**Provided passage**
····················

THE MOTHER OF SISERA

 

This reading, that sees in the Israelite women's role a positive statement of their core values and not simply a detached expression of surprising triumph, is reinforced by Devorah herself, in her unsympathetic portrayal of another mother, namely that of Sisera.  Towards the end of her song, she paints a poignant image of Sisera's old mother who expectantly awaits his return, but in vain:

 

By the window Sisera's mother peers out, and she wails by the casement (saying): "why does his chariot tarry in coming, why is the sound of the hoof beats delayed?"  Her wise attendants answer her, as she too tells herself: "Surely they have found much spoils and they divide them, a captive girl or two for each fighter, a spoil of colored cloths for Sisera, a spoil of embroidered colors, double embroidered colors for the necks of the spoil!" (5:28-30).

····················

Collection entries
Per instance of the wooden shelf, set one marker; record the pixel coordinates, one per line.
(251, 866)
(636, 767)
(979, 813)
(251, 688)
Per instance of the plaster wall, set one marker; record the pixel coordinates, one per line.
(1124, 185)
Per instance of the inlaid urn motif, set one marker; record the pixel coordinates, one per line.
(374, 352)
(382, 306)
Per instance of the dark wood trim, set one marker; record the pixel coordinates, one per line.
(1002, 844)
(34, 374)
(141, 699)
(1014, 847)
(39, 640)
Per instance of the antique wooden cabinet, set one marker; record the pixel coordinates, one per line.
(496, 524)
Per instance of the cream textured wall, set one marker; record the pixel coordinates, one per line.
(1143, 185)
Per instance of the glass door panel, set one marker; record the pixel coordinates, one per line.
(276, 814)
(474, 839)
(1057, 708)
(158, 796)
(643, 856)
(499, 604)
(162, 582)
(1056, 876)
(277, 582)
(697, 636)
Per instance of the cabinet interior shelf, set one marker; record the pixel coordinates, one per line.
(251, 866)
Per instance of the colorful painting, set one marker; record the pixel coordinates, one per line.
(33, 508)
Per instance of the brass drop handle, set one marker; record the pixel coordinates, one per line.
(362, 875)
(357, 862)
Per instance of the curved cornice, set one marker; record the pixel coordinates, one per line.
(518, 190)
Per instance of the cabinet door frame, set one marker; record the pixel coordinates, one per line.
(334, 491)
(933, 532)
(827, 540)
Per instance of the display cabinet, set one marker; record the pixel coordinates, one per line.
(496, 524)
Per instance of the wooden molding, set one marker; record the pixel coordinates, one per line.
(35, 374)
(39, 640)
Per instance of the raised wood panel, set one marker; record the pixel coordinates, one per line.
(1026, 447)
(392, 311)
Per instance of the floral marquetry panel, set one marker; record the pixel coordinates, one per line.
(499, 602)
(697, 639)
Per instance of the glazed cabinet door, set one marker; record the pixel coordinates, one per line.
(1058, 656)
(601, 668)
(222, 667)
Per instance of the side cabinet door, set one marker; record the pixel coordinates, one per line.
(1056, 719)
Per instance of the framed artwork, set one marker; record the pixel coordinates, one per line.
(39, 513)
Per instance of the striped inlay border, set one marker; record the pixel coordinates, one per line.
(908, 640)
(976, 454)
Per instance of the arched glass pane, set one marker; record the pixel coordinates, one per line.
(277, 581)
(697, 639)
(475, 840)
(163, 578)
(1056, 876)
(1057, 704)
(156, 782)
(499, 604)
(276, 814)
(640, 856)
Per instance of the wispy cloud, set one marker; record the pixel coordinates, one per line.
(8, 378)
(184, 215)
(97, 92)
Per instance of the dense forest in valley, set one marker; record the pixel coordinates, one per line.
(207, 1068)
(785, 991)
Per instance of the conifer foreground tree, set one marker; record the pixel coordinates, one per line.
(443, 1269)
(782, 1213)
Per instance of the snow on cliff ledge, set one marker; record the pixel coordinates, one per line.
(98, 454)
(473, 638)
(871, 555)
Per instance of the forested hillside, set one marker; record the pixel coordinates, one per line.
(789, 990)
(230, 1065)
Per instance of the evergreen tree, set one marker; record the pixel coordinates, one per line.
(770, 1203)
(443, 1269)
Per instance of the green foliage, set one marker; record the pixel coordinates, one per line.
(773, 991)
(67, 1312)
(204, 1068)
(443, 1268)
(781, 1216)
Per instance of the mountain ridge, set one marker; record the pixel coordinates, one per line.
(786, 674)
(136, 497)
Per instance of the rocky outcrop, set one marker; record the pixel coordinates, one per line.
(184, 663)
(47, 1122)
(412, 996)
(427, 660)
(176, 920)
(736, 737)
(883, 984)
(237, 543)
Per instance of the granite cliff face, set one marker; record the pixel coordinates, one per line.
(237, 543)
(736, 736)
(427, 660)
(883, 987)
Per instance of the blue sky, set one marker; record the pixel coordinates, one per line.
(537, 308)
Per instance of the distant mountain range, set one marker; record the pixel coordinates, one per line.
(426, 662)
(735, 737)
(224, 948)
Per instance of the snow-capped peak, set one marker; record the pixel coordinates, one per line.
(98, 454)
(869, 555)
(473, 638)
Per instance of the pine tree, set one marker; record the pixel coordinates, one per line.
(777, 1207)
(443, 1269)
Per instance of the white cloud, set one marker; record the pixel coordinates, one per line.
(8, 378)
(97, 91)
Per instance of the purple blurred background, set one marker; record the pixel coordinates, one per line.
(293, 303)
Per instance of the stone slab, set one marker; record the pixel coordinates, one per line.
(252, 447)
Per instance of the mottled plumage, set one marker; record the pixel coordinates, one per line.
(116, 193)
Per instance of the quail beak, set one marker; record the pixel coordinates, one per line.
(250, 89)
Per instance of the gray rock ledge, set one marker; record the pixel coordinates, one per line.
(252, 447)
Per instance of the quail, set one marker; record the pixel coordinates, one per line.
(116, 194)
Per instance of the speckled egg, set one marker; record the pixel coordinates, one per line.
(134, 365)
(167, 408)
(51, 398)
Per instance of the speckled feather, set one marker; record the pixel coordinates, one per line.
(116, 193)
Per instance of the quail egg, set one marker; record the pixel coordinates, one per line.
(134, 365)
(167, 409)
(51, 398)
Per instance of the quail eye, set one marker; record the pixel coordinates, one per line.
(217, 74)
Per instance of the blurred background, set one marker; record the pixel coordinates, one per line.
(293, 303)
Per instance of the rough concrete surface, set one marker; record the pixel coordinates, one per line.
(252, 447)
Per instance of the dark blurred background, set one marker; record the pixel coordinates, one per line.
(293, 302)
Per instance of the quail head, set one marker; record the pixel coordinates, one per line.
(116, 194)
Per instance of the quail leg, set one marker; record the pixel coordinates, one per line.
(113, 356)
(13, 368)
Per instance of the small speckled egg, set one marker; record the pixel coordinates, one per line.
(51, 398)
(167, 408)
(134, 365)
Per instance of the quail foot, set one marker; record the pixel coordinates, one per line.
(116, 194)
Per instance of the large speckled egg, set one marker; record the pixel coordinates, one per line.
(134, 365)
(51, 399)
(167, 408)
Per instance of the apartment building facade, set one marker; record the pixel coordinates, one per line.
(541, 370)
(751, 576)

····················

**Your task**
Could you pick up the commentary on Sisera's mother after its last sentence and continue it?

**Response box**
While our initial tendency is to pity Sisera's mother, for we can only too well understand her pain as her beloved son fails to return from battle, Devorah quickly deflates our sympathies.  For while she, as a "mother in Israel," and Ya'el, as a wife among the allied Kenites, decry bloodshed and take up the fight because they must, Sisera's mother is cut from a different cloth.  In her veins, Canaanite blood flows, and she cannot for a moment perceive the pain of Israelite mothers who also wait anxiously for the return of their own beloved sons from the battlefield.  The worldview of Sisera and his mother is conditioned by Canaanite values, and her greatest comfort is therefore to imagine her son engaged in the aftermath of bloody victory, taking for his captives fearful and defenseless Israelite girls bedecked with spoils.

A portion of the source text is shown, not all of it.